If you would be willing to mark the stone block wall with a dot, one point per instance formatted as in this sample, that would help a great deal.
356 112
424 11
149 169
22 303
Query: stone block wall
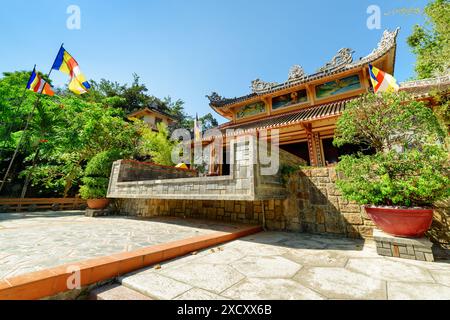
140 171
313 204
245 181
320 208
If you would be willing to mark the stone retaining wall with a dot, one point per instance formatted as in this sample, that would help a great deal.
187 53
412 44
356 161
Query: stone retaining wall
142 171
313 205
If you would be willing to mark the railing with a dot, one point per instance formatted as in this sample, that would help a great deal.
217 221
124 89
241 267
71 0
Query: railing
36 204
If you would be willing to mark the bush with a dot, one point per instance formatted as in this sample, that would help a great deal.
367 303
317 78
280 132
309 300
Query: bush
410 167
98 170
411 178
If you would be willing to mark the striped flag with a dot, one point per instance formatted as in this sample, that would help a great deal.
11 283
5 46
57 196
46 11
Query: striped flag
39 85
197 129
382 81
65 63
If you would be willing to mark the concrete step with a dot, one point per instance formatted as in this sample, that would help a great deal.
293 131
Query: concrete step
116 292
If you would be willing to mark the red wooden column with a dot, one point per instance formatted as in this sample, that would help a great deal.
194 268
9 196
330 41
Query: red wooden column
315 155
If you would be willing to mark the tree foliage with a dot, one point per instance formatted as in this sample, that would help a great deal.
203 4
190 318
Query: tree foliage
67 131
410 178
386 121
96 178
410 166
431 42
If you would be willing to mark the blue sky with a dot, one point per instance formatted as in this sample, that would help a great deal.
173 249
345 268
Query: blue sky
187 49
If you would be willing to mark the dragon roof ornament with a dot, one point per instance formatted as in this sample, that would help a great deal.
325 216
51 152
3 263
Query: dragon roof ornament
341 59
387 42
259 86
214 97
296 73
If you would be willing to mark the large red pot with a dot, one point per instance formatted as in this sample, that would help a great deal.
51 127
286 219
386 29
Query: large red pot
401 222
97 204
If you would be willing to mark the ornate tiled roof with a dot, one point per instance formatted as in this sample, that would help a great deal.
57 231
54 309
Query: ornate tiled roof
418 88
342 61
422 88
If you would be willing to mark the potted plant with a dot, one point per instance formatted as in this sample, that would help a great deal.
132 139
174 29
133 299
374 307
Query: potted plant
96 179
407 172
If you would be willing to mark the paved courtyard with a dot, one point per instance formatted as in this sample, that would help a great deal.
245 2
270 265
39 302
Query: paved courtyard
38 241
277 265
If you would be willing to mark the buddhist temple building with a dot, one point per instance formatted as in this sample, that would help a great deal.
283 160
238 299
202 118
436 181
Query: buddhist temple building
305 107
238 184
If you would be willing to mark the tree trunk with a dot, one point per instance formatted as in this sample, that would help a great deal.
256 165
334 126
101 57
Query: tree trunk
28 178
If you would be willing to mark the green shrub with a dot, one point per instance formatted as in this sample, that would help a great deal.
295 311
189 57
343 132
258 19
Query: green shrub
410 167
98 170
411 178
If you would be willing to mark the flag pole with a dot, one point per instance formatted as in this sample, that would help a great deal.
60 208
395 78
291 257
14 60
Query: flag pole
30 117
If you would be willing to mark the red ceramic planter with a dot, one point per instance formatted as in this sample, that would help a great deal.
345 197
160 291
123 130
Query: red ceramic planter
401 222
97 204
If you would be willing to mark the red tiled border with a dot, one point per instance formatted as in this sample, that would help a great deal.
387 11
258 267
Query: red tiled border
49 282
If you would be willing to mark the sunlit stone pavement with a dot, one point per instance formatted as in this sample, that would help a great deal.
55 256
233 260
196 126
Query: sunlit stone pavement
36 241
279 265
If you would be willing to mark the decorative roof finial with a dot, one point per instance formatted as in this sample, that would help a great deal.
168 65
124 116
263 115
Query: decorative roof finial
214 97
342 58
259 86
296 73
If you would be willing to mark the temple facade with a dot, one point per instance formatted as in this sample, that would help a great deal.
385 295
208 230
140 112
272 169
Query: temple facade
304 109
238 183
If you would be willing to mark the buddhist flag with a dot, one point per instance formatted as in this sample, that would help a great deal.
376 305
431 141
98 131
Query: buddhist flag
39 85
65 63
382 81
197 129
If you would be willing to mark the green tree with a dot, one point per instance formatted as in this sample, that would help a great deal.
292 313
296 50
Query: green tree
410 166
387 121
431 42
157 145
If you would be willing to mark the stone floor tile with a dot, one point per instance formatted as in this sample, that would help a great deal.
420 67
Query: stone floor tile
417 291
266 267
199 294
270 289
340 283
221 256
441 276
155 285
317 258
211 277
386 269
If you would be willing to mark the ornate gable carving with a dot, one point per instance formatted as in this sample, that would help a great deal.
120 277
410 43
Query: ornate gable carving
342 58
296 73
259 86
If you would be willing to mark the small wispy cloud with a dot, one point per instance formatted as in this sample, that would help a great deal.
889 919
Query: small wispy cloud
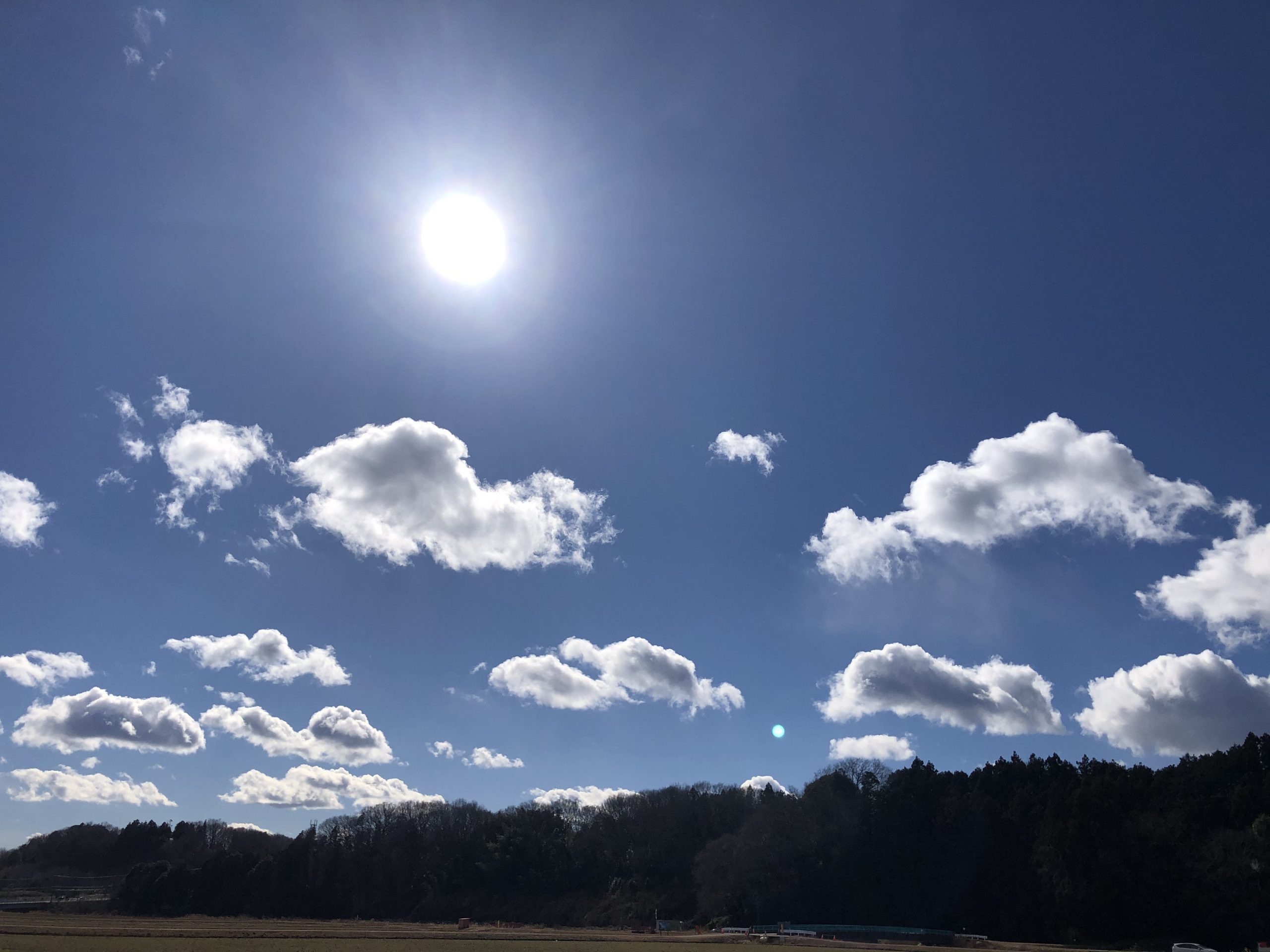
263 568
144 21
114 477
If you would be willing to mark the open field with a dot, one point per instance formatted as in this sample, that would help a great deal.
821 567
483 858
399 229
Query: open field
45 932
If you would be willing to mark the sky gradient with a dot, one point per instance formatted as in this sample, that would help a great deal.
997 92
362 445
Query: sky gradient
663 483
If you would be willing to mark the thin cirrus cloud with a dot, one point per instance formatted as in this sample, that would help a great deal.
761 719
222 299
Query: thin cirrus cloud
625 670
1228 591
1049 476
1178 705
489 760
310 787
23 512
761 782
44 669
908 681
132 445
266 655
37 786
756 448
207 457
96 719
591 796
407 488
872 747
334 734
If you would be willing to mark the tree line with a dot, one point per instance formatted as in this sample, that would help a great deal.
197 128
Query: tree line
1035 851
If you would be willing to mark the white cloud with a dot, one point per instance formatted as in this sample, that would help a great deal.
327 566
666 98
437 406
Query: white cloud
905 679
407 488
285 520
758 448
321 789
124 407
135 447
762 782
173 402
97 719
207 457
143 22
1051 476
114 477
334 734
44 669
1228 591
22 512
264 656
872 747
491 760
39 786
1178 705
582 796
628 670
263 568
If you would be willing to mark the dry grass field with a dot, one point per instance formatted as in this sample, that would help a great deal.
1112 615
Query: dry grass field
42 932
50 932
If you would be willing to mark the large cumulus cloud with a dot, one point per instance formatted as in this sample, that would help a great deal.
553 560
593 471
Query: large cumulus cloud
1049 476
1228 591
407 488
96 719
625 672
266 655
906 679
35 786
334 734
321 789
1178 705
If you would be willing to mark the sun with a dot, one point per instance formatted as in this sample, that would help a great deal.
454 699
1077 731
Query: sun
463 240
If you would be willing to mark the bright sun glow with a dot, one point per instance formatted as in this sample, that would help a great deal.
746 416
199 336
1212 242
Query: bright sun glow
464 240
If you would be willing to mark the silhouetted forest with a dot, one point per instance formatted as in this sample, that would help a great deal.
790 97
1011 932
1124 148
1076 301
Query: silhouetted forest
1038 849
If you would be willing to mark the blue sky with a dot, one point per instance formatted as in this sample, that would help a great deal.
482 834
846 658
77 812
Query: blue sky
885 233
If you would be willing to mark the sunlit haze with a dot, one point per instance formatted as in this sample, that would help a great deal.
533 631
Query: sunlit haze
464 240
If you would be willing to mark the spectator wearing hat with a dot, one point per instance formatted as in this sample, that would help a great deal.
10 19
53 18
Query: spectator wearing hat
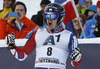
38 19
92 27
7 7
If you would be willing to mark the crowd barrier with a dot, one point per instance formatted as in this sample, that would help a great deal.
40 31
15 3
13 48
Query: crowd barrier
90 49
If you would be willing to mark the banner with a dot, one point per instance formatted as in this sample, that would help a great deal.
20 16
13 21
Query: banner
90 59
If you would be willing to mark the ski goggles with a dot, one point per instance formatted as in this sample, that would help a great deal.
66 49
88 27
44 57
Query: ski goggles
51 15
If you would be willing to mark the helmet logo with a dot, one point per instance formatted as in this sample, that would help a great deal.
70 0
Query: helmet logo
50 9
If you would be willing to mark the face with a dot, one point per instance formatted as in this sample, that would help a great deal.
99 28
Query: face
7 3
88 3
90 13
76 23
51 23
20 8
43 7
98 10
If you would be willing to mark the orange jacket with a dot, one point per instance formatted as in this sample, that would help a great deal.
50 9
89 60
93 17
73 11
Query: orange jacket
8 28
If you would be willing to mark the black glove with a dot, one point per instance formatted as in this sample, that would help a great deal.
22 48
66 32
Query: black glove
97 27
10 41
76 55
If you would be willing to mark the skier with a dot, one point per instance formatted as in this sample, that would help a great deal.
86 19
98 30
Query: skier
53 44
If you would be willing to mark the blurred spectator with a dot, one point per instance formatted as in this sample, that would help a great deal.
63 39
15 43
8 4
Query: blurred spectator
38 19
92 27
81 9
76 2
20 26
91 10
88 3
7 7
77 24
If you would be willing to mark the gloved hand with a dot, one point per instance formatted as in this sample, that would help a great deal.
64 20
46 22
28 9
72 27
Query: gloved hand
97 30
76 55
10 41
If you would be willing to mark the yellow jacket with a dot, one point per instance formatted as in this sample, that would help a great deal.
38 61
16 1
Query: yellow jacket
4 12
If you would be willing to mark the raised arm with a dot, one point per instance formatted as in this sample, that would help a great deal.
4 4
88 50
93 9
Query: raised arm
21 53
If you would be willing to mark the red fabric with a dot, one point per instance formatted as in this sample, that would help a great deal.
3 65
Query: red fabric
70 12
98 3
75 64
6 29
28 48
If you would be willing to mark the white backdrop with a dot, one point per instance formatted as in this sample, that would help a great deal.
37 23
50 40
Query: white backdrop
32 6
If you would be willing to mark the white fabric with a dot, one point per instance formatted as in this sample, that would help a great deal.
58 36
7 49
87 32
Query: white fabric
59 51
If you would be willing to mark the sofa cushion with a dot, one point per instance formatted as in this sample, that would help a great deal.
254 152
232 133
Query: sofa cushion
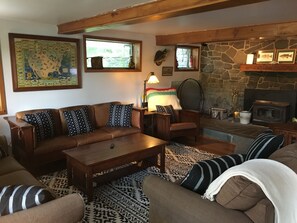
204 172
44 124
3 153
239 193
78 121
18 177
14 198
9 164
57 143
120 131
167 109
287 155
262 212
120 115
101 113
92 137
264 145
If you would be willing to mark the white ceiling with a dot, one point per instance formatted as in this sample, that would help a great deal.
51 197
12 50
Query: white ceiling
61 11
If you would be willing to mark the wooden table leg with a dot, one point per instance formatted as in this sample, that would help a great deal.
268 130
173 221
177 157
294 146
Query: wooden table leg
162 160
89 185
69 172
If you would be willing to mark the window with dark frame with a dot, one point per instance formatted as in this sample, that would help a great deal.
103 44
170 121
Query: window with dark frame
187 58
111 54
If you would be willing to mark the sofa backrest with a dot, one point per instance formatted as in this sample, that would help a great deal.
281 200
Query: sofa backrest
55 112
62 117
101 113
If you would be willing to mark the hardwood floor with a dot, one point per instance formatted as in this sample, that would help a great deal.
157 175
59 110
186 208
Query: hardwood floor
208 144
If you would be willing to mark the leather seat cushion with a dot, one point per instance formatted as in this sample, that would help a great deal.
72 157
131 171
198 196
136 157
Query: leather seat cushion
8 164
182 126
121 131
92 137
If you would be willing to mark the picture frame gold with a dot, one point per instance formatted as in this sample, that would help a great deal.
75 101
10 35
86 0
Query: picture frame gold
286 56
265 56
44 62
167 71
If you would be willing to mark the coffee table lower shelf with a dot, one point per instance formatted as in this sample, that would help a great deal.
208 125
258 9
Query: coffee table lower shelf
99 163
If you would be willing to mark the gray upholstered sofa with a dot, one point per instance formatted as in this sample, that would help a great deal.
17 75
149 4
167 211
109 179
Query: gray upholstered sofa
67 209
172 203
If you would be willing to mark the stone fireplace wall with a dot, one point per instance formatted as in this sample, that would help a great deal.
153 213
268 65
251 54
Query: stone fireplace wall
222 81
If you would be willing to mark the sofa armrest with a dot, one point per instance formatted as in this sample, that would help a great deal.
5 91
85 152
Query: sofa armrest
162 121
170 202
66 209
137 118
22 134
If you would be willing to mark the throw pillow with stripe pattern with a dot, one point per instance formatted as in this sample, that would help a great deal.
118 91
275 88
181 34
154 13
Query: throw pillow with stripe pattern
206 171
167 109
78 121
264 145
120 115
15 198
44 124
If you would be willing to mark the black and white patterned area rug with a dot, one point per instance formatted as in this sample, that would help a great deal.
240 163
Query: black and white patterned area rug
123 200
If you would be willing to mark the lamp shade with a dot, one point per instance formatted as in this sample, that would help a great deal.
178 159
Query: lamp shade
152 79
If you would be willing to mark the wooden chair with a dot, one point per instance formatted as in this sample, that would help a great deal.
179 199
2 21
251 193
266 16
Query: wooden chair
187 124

> [Exercise task] Copy the records word for word, starting at the line that contains "If you would be willing to mark the wooden chair" and continuing through the last line of the records.

> [Solution to this problem]
If you would be willing to mark the wooden chair with a dot, one point per instance formatted as in this sample, that would help a great deal.
179 199
2 21
251 193
266 16
Query: wooden chair
187 124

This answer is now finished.